API Server
yule run is for humans. yule serve is for everything else.
API Server — Two Surfaces, One Engine
yule run is for humans. yule serve is for everything else — editors, chat UIs, automation pipelines, agents. I needed an HTTP API that's both standards-compatible (OpenAI format, because that's what every tool expects) and integrity-native (because I have things to prove that OpenAI's format can't express).
Two Surfaces
Yule-native (/yule/*)
Every response includes an integrity block:
{
"integrity": {
"merkle_root": "a1b2c3...",
"sandbox_active": true,
"attestation_id": "17080...",
"device_pubkey": "ed25519:..."
}
}Endpoints:
GET /yule/health— status, uptime, model architecture, sandbox stateGET /yule/model— full model info: architecture, params, context length, merkle root, tensor countPOST /yule/chat— messages in, tokens out, with integrity proofPOST /yule/tokenize— text in, token IDs out
OpenAI-compatible (/v1/*)
Standard format so existing tools work out of the box:
POST /v1/chat/completions— streaming and non-streamingGET /v1/models— list available models
Point any OpenAI-compatible client at http://localhost:11434 and it works. The trade-off: you lose the integrity block because OpenAI's response format doesn't have a field for it.
Streaming
Both surfaces support SSE. For Yule-native, the stream sends typed events:
data: {"type":"token","content":"Hello"}
data: {"type":"token","content":" world"}
data: {"type":"done","token_count":42,"integrity":{...}}The attestation record is created on the done event, after all tokens are collected. So the integrity proof covers the full output.
The Inference Thread Problem
TransformerRunner holds &[u8] references into the memory-mapped model file. Mmap isn't Send, so the runner can't move across thread boundaries. But Axum handlers are async and run on the tokio runtime, which is multi-threaded.
Solution: the inference engine lives on a dedicated std::thread. HTTP handlers send requests via an mpsc channel and receive tokens back via another channel:
HTTP handler → InferenceRequest → mpsc::Sender → Inference Thread
│
HTTP handler ← token/done ← mpsc::Receiver ← ────────┘The inference thread owns the model, tokenizer, and mmap. It runs a blocking loop: receive request, tokenize, run forward passes, send tokens back one at a time. No locks needed.

# [SUPPLIED RECORDS]
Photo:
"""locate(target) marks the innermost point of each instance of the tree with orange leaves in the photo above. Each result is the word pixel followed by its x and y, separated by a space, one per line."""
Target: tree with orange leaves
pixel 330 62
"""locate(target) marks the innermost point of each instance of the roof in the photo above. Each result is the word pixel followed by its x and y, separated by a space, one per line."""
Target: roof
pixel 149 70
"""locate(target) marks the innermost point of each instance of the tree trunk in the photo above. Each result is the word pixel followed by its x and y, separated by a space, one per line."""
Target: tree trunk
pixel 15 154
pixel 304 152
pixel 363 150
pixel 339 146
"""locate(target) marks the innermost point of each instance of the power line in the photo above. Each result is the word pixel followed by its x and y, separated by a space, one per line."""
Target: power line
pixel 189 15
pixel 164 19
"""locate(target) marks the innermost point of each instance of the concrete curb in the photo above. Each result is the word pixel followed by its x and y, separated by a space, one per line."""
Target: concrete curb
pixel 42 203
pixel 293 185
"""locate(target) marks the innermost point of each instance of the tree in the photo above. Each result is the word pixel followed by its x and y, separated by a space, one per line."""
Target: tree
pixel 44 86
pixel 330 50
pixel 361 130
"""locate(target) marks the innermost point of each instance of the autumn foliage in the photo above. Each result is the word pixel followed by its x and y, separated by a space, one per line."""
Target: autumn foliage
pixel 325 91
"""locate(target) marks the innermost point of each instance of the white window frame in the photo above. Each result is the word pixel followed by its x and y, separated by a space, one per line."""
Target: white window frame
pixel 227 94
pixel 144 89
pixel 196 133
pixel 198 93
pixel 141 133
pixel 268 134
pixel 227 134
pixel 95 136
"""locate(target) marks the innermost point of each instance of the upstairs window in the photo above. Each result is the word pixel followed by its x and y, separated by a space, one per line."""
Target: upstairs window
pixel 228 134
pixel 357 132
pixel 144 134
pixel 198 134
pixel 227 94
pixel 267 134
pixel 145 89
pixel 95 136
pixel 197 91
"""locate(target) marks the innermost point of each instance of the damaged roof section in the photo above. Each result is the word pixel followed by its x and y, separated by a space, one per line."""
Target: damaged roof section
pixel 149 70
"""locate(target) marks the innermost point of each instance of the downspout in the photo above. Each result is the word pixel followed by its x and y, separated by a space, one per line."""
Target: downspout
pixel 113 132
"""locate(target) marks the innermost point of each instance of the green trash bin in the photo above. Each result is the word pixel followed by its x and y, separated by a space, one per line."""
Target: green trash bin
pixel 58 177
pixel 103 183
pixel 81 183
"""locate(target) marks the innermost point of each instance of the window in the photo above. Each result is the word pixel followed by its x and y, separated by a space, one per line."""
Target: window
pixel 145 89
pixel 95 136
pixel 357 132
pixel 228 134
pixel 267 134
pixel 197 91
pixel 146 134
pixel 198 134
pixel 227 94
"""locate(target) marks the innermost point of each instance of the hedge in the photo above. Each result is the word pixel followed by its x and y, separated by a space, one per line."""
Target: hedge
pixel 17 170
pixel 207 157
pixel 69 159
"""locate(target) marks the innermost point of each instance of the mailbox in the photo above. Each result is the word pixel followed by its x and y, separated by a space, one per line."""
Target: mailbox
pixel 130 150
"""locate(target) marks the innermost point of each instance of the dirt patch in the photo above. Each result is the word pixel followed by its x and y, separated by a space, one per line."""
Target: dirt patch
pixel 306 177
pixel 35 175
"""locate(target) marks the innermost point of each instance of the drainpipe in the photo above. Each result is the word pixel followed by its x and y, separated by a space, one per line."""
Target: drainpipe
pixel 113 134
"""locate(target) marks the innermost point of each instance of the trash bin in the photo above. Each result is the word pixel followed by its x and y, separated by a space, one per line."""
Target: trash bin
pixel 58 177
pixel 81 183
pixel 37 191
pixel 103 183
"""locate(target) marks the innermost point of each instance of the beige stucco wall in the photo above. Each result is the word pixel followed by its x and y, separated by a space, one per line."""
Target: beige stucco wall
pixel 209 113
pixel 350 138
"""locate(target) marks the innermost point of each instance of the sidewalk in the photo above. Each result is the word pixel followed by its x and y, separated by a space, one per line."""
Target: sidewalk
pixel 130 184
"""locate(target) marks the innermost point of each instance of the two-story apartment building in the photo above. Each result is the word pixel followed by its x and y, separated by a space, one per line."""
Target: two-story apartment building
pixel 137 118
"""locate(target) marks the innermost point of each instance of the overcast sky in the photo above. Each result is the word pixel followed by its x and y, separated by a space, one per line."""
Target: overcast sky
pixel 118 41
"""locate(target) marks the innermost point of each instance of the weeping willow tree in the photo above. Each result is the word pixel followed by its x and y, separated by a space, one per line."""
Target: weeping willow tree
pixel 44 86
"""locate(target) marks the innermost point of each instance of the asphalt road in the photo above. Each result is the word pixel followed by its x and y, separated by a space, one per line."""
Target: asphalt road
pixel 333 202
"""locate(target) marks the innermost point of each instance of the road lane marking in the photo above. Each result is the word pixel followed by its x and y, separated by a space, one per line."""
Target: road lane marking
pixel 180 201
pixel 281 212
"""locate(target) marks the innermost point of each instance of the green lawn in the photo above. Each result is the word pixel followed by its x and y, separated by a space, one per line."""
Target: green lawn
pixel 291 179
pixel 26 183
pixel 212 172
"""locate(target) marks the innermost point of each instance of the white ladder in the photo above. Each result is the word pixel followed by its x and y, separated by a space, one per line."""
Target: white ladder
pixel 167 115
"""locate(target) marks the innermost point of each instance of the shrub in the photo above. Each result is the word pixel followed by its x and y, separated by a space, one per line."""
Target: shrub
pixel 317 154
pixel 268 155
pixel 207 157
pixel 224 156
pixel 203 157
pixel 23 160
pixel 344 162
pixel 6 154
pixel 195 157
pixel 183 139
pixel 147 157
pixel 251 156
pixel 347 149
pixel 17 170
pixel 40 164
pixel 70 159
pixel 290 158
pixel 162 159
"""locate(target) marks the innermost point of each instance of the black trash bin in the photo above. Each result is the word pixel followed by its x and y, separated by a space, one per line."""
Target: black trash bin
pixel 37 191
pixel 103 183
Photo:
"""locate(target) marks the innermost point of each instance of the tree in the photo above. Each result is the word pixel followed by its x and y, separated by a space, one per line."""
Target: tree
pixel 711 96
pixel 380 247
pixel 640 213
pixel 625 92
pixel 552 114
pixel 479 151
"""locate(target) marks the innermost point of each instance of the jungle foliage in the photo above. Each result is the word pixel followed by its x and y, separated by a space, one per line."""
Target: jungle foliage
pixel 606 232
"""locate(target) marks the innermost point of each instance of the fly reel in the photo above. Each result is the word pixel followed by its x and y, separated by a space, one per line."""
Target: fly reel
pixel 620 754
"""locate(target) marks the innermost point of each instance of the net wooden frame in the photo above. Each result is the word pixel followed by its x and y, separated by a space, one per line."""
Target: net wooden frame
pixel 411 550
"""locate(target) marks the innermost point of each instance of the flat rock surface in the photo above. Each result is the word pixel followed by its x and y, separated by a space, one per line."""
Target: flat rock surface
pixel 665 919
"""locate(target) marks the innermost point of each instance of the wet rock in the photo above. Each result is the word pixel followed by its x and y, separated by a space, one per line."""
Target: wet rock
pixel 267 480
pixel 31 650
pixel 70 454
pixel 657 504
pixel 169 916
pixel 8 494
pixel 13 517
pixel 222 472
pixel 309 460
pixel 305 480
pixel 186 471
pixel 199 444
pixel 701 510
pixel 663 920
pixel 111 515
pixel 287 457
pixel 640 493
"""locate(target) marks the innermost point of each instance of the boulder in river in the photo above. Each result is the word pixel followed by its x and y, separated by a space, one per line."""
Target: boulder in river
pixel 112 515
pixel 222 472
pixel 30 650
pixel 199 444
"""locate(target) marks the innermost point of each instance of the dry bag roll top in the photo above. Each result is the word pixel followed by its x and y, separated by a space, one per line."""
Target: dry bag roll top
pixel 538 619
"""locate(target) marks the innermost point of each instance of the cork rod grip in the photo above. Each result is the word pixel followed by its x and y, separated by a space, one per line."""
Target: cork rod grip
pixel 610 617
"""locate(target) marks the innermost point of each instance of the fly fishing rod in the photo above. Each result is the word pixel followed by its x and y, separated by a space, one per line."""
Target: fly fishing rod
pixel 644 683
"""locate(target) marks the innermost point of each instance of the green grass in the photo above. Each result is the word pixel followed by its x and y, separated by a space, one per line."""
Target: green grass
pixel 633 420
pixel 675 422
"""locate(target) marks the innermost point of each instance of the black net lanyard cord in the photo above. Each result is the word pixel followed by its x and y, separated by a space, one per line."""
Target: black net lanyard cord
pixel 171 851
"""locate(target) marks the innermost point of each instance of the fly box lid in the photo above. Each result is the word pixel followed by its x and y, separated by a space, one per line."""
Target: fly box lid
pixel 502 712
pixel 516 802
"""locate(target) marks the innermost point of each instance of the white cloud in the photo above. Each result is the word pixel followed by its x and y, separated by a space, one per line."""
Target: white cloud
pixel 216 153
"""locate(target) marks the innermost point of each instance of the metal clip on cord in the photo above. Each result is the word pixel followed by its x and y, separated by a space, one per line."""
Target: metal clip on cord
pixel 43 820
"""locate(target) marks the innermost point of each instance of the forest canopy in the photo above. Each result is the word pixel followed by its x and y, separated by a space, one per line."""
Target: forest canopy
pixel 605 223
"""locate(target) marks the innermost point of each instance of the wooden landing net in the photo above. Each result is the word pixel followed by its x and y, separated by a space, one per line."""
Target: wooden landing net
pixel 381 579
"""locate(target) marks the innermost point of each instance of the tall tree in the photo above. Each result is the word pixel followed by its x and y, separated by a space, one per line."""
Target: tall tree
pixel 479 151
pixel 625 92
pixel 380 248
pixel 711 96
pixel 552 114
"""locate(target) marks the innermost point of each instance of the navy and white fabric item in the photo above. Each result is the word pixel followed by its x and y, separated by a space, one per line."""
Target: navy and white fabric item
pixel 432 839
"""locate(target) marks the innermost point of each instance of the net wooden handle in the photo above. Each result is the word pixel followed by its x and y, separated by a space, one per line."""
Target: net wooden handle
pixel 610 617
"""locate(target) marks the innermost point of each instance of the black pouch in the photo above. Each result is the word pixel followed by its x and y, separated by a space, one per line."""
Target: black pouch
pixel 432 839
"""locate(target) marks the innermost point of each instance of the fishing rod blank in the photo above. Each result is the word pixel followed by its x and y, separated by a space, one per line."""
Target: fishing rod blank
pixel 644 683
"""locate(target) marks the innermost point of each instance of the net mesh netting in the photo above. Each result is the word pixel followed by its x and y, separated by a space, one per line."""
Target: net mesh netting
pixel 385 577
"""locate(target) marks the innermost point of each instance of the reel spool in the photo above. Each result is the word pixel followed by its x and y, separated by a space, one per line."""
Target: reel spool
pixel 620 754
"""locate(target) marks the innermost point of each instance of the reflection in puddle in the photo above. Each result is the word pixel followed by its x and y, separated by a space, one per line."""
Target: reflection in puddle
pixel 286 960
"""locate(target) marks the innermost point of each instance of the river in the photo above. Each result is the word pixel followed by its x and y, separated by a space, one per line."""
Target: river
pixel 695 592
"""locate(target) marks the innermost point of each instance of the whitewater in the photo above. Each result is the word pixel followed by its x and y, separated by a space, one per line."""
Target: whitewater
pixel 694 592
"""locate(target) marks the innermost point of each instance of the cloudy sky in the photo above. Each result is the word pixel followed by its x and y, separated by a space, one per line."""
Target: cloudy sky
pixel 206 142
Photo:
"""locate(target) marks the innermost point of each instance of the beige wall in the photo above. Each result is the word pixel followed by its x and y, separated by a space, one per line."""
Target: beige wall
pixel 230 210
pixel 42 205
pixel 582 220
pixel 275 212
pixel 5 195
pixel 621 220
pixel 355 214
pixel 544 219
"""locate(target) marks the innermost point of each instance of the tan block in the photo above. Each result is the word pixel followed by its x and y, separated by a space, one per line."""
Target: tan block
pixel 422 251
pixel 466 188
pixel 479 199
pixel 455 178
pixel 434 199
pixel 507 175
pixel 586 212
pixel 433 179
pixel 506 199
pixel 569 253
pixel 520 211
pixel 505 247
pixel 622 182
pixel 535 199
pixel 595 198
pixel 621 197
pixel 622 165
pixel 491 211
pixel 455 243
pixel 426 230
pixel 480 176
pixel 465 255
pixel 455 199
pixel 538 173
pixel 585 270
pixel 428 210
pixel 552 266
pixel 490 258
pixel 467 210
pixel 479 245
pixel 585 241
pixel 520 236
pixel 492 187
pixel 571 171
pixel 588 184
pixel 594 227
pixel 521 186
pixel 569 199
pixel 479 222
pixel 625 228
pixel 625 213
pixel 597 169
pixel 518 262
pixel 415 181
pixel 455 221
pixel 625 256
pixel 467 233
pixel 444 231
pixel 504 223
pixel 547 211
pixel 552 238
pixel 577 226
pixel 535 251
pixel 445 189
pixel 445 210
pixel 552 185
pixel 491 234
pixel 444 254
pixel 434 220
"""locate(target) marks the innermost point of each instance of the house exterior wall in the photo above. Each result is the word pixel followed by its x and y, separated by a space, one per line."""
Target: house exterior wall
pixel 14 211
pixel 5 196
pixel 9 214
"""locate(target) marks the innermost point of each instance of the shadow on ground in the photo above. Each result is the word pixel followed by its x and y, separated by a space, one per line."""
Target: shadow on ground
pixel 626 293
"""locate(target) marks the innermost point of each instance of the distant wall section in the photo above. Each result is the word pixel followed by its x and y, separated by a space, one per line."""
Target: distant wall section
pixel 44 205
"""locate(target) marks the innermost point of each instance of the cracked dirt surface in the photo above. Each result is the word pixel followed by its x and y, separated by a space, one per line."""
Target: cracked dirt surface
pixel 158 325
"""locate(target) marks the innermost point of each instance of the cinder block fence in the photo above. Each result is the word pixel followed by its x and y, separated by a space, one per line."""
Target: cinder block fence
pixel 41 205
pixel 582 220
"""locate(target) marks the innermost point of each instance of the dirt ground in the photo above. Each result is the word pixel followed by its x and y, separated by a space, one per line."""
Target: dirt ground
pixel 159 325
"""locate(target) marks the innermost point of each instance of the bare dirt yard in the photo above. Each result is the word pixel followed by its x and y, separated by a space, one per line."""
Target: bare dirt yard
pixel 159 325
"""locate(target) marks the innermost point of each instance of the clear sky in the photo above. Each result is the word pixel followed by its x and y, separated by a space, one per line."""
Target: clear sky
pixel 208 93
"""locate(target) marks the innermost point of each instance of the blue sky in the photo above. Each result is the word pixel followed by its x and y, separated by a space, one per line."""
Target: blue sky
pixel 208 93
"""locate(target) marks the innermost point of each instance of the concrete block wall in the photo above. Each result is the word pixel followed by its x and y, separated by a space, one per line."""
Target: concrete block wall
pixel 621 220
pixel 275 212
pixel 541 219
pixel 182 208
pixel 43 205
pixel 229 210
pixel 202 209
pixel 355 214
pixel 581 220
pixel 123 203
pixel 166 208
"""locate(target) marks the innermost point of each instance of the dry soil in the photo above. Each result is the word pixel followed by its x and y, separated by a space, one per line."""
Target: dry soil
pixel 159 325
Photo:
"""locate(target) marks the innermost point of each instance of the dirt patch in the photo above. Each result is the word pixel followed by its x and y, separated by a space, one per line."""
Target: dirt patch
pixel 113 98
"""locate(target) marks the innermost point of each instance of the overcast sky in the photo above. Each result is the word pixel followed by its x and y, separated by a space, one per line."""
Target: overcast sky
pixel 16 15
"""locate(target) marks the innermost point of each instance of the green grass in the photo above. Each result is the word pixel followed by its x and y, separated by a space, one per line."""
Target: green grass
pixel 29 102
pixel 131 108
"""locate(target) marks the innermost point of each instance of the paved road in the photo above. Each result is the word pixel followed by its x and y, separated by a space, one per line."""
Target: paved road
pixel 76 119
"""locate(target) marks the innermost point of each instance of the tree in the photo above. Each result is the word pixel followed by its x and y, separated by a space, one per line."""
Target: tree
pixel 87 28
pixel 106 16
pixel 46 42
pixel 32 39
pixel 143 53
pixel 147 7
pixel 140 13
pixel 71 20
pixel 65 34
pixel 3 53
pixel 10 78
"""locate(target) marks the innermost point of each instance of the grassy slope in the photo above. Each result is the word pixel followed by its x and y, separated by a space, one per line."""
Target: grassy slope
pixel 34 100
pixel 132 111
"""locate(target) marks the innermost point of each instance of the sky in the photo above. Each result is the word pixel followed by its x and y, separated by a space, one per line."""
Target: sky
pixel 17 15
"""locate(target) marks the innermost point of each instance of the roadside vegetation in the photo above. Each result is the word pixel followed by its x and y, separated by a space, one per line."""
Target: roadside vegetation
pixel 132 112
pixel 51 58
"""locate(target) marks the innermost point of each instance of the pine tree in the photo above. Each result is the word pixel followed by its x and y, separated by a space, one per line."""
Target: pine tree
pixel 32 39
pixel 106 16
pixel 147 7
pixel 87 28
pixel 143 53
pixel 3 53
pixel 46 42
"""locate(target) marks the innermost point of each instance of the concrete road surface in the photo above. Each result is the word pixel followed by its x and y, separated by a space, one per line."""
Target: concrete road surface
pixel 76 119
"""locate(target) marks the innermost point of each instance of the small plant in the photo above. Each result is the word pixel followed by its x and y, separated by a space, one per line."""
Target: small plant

# [INSTRUCTIONS]
A – In the API server write-up, where does the inference engine live?
B – Reproduce the part of the API server write-up between "API Server —" and "format can't express).", inclusive.

# [TASK-BY-TASK SOLUTIONS]
A – On a dedicated std::thread.

B –
API Server — Two Surfaces, One Engine
yule run is for humans. yule serve is for everything else — editors, chat UIs, automation pipelines, agents. I needed an HTTP API that's both standards-compatible (OpenAI format, because that's what every tool expects) and integrity-native (because I have things to prove that OpenAI's format can't express).